> [TASK TO COMPLETE]
Look through the entries for the line containing "Can you find the woman's nose?". Then output that line and every line after it, exactly, to the end.

####

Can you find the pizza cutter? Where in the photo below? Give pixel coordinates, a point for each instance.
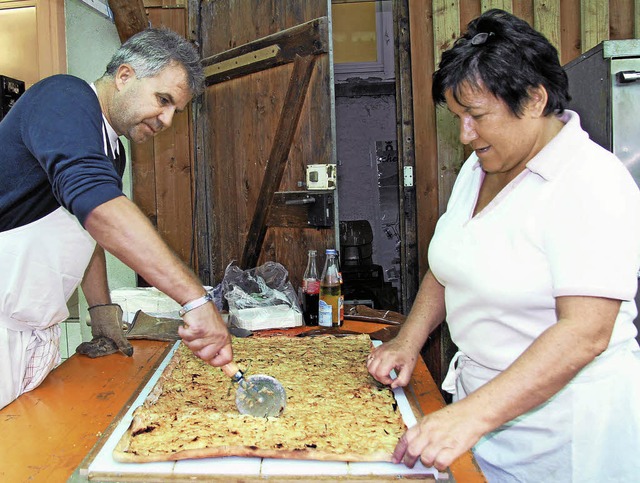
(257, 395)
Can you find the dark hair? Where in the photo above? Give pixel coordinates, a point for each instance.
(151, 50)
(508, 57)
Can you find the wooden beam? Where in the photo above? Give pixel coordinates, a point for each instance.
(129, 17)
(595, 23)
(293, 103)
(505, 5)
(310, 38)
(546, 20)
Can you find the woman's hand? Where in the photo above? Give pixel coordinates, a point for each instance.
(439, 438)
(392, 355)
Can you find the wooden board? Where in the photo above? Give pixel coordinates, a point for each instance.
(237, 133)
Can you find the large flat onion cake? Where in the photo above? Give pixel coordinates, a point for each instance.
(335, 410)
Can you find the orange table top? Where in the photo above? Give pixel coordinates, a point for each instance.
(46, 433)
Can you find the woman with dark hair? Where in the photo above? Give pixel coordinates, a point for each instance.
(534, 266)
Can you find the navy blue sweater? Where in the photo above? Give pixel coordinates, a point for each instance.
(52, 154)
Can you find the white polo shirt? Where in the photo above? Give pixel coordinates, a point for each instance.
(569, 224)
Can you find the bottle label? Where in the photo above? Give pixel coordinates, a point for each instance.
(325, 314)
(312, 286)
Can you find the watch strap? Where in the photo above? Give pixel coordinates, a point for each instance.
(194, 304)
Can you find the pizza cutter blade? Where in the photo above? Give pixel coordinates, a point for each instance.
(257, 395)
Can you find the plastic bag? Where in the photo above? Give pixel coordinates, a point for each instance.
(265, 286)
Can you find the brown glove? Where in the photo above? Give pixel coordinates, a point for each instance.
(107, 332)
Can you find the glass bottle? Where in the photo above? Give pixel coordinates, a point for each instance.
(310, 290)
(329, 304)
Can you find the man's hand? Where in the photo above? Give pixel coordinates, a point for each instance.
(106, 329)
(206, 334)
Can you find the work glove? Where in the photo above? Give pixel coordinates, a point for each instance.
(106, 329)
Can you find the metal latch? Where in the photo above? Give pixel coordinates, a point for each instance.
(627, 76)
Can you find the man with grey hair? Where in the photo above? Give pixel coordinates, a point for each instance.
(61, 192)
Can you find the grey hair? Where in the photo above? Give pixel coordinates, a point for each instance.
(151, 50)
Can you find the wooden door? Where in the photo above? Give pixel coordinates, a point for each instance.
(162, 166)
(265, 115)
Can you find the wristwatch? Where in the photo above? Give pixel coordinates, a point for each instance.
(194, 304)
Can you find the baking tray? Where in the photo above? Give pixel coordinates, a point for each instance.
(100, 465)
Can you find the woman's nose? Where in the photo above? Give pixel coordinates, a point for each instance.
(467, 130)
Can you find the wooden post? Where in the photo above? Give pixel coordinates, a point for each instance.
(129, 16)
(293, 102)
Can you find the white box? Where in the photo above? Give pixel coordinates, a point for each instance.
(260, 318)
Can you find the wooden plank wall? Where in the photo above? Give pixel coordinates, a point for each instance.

####

> [ANSWER TO THIS PROBLEM]
Can you find the woman's nose? Where in the photo above? Give pixel coordinates, a point for each instance.
(467, 130)
Can you find the wooden post? Where in the photo above? Give pixel coordinates, a point for each instance.
(129, 16)
(293, 102)
Can you find the white box? Where in the photo above? Give pixel coordinates, a point for each instance.
(260, 318)
Can you find the wooden plank wall? Where in the photo above? Give pixel coordinates, a point for each instance.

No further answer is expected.